After completing tests on the wafer, the wafer is diced into separate chips
and assembled into separate packages. These packaged chips are tested for
defects and then endure burn-in tests lasting approximately two days at
elevated temperatures of 125.degree. C. After passing the burn-in test,
the devices encounter the manufacturer's final tests. These
time-consuming, expensive tests include a pattern disturb test and write
recovery test in addition to other tests. The chip manufacturer ships
passing devices to customers who typically conduct the incoming screening
tests on a sample of the devices. After installing these devices into
memory systems, the customer tests the memory systems. These tests
typically include a second burn-in test.
The testing and manufacturing procedures of the prior art have numerous
disadvantages. Prior-art procedures use expensive equipment. The prior art
handles the chips extensively and exposes them to electrostatic discharge
and other hostile conditions that cause failures. Additionally, prior-art
procedures inefficiently test for pattern sensitive defects. Pattern
sensitive defects are memory defects that cause failures when the bits
have a particular configuration. The prior art conducts tests for these
pattern sensitive defects by storing every possible combination of ones
and zeros into the memory. Obviously, this procedure is very time
consuming if not impossible. Therefore, prior-art procedures miss some
pattern sensitive defects. These undetected defects will cause system
failures when they occur during field use.

Records from a collection:
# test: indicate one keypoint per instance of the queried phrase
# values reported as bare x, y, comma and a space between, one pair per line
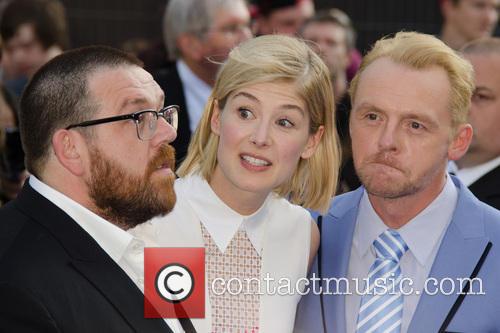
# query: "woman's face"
263, 132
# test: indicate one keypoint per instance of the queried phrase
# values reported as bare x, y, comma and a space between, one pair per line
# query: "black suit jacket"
487, 188
54, 277
170, 82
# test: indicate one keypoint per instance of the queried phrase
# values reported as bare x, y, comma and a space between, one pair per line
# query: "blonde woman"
266, 145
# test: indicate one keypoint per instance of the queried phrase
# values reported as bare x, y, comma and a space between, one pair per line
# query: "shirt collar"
421, 234
220, 220
113, 240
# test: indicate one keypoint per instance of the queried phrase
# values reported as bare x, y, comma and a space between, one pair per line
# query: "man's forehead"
126, 84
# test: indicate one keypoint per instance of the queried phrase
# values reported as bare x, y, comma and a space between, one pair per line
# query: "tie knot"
390, 245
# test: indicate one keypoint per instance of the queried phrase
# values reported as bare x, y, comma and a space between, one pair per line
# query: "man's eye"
285, 123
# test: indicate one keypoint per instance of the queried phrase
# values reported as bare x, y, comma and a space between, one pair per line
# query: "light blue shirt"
196, 92
423, 235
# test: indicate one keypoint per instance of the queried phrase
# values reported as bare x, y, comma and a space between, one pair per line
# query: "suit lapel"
120, 291
463, 244
336, 239
90, 260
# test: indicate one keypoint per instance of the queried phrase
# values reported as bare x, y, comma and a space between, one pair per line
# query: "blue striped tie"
381, 307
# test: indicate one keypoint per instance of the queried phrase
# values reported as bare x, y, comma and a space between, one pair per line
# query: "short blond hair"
277, 58
421, 51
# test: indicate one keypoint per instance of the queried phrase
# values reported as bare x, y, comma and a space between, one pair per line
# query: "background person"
284, 17
33, 32
267, 134
330, 32
466, 20
198, 35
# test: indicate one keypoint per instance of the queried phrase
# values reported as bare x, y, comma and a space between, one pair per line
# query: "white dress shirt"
469, 175
423, 235
126, 250
196, 92
220, 220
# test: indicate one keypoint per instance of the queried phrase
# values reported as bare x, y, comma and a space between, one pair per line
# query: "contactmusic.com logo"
174, 282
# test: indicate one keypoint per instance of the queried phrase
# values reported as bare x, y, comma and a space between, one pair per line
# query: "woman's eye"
245, 113
414, 125
285, 123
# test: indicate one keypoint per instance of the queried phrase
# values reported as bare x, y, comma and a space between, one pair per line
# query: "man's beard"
386, 188
126, 199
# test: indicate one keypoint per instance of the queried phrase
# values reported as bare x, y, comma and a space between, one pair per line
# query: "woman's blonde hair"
276, 58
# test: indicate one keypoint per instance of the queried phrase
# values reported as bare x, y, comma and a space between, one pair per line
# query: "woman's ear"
68, 147
313, 142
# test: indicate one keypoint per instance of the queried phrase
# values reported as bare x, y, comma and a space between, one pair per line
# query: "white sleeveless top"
279, 232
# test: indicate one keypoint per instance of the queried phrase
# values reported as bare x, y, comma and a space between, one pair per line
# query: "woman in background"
267, 135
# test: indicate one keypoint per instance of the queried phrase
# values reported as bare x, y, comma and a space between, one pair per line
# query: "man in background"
199, 35
479, 168
466, 20
284, 17
33, 32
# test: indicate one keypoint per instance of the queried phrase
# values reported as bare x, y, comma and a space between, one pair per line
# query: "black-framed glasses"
146, 121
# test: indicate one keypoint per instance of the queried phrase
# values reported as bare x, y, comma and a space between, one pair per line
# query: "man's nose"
389, 137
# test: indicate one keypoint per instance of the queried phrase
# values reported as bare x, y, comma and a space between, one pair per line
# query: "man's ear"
69, 147
215, 119
190, 46
460, 142
313, 142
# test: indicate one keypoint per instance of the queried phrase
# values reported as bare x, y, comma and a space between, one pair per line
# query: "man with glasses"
199, 35
96, 138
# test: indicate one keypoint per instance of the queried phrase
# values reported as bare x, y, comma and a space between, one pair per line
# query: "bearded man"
96, 138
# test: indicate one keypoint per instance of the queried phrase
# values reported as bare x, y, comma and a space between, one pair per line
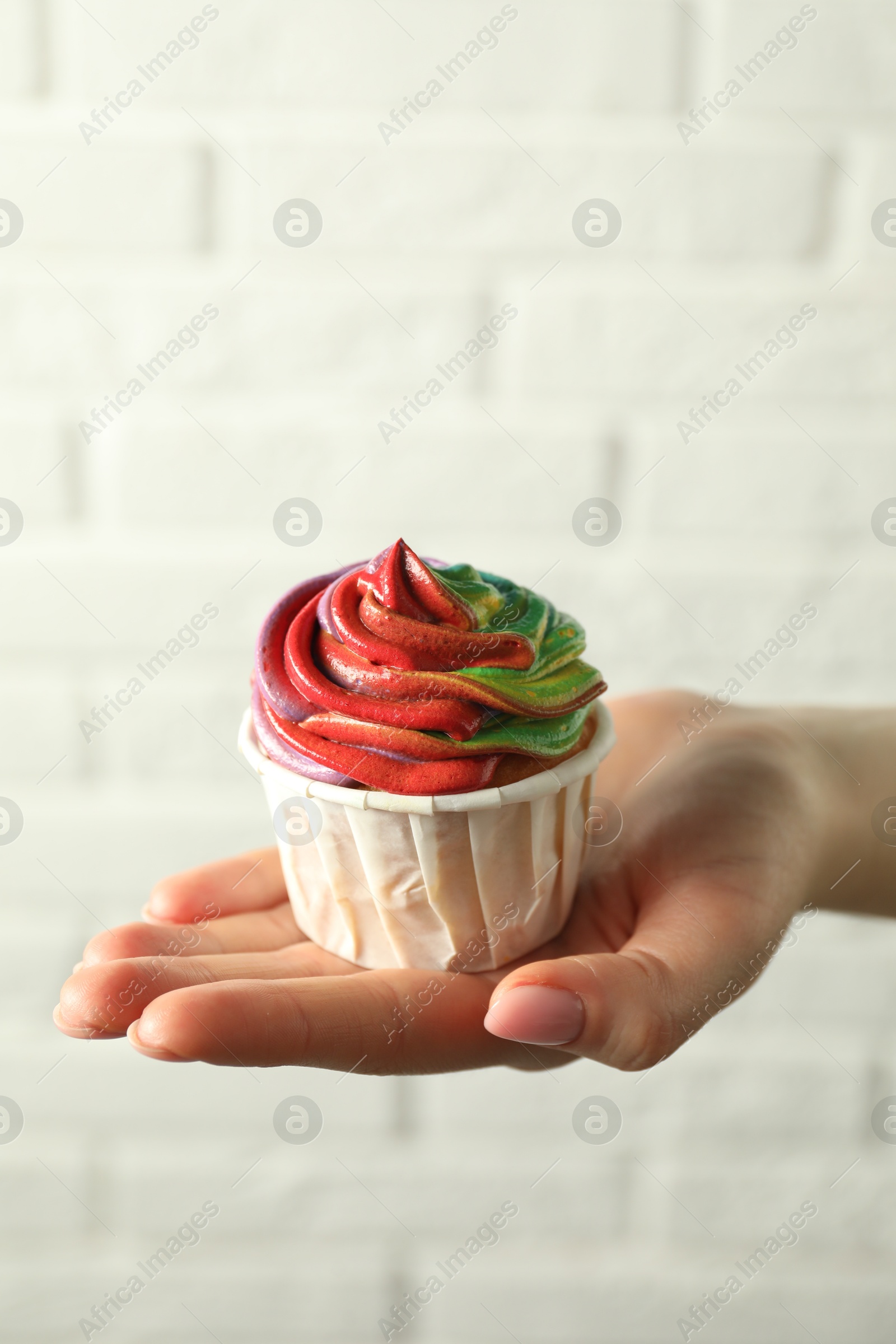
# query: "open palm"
672, 921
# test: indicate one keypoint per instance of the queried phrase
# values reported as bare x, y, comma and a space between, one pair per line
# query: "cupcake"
428, 737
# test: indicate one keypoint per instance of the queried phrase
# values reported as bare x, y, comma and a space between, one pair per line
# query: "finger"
394, 1022
264, 931
634, 1007
110, 995
251, 881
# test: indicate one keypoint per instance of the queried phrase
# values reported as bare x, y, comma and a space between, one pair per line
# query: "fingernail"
151, 1052
536, 1015
81, 1033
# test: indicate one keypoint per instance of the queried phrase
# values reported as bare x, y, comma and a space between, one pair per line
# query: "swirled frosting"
421, 678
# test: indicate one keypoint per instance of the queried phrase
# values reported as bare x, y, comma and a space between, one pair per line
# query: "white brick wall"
423, 240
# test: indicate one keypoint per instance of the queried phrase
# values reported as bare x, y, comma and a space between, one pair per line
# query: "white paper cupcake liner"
460, 881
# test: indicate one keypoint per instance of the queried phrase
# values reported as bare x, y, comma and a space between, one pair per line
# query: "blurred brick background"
127, 535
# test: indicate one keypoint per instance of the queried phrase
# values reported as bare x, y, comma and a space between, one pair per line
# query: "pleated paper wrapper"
460, 882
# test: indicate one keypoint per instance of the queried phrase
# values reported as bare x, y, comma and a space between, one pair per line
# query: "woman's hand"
726, 835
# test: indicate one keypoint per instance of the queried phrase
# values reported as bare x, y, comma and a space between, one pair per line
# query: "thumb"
628, 1010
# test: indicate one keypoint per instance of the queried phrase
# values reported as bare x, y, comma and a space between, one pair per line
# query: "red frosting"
356, 679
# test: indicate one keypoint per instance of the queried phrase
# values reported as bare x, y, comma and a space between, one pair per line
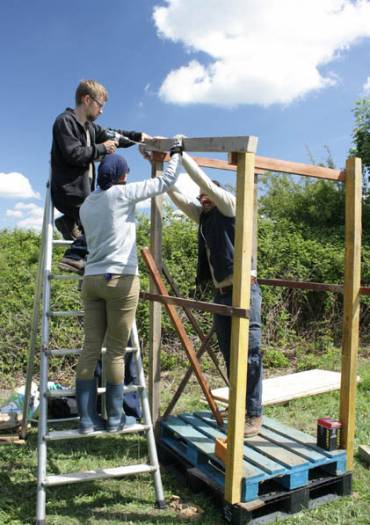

→ Directive A
Count the lines in the listing that contain the string "cupcake", treating uppercase and lowercase as different, and give only the number.
→ Directive B
Continue the text on testing memory chips, starting right after its last sentence.

→ Task result A
2

→ Task result B
Another disadvantage of prior-art testing and manufacturing procedures is
the limited repair capability. The laser repair procedure of the prior art
can only repair a small number of cell, column, or row defects.
Additionally, the prior-art procedure can not repair defects found after
the completion of the laser repair. Since the prior art conducts extensive
tests after completing the laser repair procedure, this limitation is
particularly troublesome.
The disadvantages discussed above increase the cost of manufacturing memory
and decrease the yield of usable memory. Additionally, the disadvantages
result in costly system failures. The methods and apparatus in accordance
with the present invention obviate these problems.
SUMMARY OF THE INVENTION
An objective of the invention is to lower the cost of memory by reducing
testing expense, by improving memory yields, and by enabling a memory
system to test and repair itself.
The invention is a self-testing and self-repairing memory system, a method
of making such a memory system, and a method of using it. This memory
system tests and repairs itself during manufacture and during normal
operation.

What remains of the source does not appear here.